- _Instruction_: Update the records below, replacing "lower lip" with "upper lip" everywhere it occurs and leaving everything else unchanged.
-- START OF Dataset rows --
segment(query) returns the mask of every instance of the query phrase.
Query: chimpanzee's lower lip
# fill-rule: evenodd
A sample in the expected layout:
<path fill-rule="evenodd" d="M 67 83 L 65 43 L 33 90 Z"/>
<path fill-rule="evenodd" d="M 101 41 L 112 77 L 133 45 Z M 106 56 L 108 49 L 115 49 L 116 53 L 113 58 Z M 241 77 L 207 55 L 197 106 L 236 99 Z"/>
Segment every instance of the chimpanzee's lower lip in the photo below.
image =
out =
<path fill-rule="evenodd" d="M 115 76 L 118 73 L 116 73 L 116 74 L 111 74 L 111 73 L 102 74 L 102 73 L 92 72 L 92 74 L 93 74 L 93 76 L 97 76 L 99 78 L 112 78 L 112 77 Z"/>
-- END OF Dataset rows --
- _Solution_:
segment(query) returns the mask of every instance of the query phrase.
Query: chimpanzee's upper lip
# fill-rule: evenodd
A sample in the expected layout:
<path fill-rule="evenodd" d="M 67 83 L 65 43 L 33 90 Z"/>
<path fill-rule="evenodd" d="M 101 41 L 112 77 L 133 45 Z M 106 56 L 108 49 L 115 49 L 116 53 L 113 58 Z M 241 77 L 207 55 L 197 106 L 236 99 Z"/>
Segment every instance of the chimpanzee's upper lip in the photo below.
image =
out =
<path fill-rule="evenodd" d="M 115 76 L 118 73 L 116 73 L 116 74 L 111 74 L 111 73 L 102 74 L 102 73 L 92 72 L 92 74 L 93 74 L 93 76 L 97 76 L 99 78 L 112 78 L 112 77 Z"/>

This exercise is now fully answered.